+++ Supplied material
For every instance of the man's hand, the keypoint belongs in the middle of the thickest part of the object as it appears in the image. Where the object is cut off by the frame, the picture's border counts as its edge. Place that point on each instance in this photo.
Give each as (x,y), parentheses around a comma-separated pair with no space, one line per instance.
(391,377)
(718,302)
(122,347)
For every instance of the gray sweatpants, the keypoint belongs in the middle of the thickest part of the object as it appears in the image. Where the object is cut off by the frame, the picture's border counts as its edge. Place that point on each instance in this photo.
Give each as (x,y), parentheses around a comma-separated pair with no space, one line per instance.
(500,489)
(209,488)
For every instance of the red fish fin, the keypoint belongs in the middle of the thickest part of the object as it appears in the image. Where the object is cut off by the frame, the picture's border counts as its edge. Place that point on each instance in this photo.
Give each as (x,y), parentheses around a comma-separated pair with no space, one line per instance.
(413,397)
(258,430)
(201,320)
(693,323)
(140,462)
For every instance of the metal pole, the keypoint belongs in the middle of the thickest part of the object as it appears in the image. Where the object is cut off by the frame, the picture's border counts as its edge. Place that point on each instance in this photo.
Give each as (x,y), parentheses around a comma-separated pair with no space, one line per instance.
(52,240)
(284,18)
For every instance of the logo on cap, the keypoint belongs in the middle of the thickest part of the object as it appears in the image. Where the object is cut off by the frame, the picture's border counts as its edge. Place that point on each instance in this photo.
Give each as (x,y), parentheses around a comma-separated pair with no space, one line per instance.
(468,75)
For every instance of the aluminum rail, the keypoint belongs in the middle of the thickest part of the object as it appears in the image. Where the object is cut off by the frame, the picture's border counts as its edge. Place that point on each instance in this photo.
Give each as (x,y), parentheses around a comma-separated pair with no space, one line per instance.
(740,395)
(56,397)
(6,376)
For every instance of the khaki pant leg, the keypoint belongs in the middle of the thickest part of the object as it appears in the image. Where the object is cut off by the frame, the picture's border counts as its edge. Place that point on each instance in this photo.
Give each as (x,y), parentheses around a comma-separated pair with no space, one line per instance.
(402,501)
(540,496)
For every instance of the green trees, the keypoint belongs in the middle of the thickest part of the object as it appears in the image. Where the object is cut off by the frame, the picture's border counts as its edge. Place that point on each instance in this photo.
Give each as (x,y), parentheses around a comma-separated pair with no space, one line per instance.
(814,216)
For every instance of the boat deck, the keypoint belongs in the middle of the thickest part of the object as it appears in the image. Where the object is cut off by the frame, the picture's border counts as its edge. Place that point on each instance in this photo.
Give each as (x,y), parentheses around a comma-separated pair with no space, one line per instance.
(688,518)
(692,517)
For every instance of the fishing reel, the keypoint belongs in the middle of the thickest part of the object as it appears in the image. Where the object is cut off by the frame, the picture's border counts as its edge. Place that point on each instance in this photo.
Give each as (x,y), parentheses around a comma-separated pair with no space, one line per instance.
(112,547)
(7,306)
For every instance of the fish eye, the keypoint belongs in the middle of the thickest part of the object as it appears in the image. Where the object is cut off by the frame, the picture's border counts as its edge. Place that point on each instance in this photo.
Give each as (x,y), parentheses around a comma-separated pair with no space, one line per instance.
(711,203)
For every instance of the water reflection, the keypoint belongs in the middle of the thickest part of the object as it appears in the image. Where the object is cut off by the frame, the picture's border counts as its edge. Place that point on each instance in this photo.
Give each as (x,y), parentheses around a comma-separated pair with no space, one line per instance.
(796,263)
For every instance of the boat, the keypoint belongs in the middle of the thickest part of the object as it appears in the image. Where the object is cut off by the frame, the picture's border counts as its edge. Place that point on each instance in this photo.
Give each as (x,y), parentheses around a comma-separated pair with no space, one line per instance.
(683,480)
++++++
• What to produce: Return every row above verbatim, keeping the original order.

• Solution:
For every instance of the man's hand, the keypoint belongs in the middle of the thickest part of the object as it appears in the image. Where the object is cut off by the frame, the picture's border counts as its edge. Place that point on each instance in this photo.
Give each as (x,y), parentheses around a comma-separated pair with no space, one line per instance.
(391,377)
(718,302)
(122,347)
For every instance of the gray sweatpants, the keypoint belongs in the middle of the thickest part of the object as it appears in the image. Where the object is cut off by the frame, the picture's border counts as its edge. Place that point on each instance in this photo.
Give each as (x,y), parentheses around a comma-separated pair with no space, one line per instance.
(500,489)
(209,488)
For every instance of the red fish fin, the keypoint belongs in the middle of the thickest part of the object as it appears in the image. Where the object is cut off by the frame, the picture's border counts as its edge. Place that point on each instance in this photo.
Give each as (x,y), parentheses around a comma-separated pair with no space, one line per instance.
(413,397)
(258,430)
(201,320)
(693,323)
(140,462)
For every instance of the metal pole, the keypoint belongs in the middle of the thickest part of the object as it appears in the image. Where the object is cut off by the frame, the picture's border counts as its edge. Place that point on each instance in this photo.
Give each as (x,y), parentheses around a comma-separated pair with no space, one line per instance.
(52,240)
(284,18)
For every instance of the logo on cap, the keypoint belongs in the middle of the thickest part of the object as it appears in the image. Where the object is cut off by the frame, the picture's border counts as its edge. Place that point on each instance in this photo.
Give each as (x,y), parentheses around a comma-separated pair with no space, one line per instance.
(468,75)
For every instance of the aluminum rail, the keypoint belongs in the middle of the thickest part of the object as it appears in the image. Where the object is cut off by the frame, the picture's border counts as its edge. Place that point on each instance in this photo.
Give each as (x,y), parentheses around a comma-separated pair with no space, one line per instance.
(740,395)
(56,397)
(6,376)
For every instance of the khaki pant leg, the keypoint belongs in the middle of the thickest part of the object as it appears in the image. Where the object is cut off by the frame, the picture's border counts as its edge. Place that point on each instance in this photo.
Give each as (x,y), parentheses around a comma-separated pair with no space, one line per instance.
(402,501)
(540,496)
For every instance of the green trees, the keypoint belongs in the middle of the thickest part of the object as it appears in the image. Where the object is cut off by the frame, the picture's border counts as its edge. Place that point on each instance in this photo.
Give each as (x,y), parentheses around a comma-separated pair with no space, one line per instance.
(814,216)
For every instance of the boat deck, the keypoint belongs in the middle of the thickest part of the object as it appears in the image. Where the object is cut off by the frame, the picture's border counts as its edge. Place that point on each instance in this photo.
Give each as (x,y), parentheses around a comma-separated pair with no space, one line per instance.
(688,518)
(692,517)
For every instance of the fishing reel, the keypoint belongs in the middle of the thickest part of the object as it appears in the image. Where the object is cut off by the frame, the picture's border counts as its edge. Place that point on each instance in this photo.
Give each as (x,y), parentheses around a comma-separated pair with no space, one line per instance.
(112,547)
(7,306)
For every instance of the fish eye, the keypoint belongs in the middle of the thickest part of the object as it appears in the image. Where the object is cut off by the frame, the picture's border counts as its edge. Place that point on each instance in this photo.
Give each as (x,y), parentheses around a comma-separated pair with no space, one line per instance.
(711,203)
For every instance of the water reflection, the keypoint belongs in the middle of the thickest part of the object as it appears in the image. Where the object is cut off by the frame, the picture's border counts as its edge. Place that point on each instance in this photo.
Give each as (x,y), parentheses around a comma-separated pair with no space, one line per instance.
(796,263)
For every instance of the boat, the keypoint belongs in the middle of the thickest part of the object as it appears in the image. Where the object is cut off by the frame, the picture's border counts as its edge. Place that point on each instance in this photo.
Give each as (x,y), parentheses around a comma-separated pair with no space, one line per instance.
(683,480)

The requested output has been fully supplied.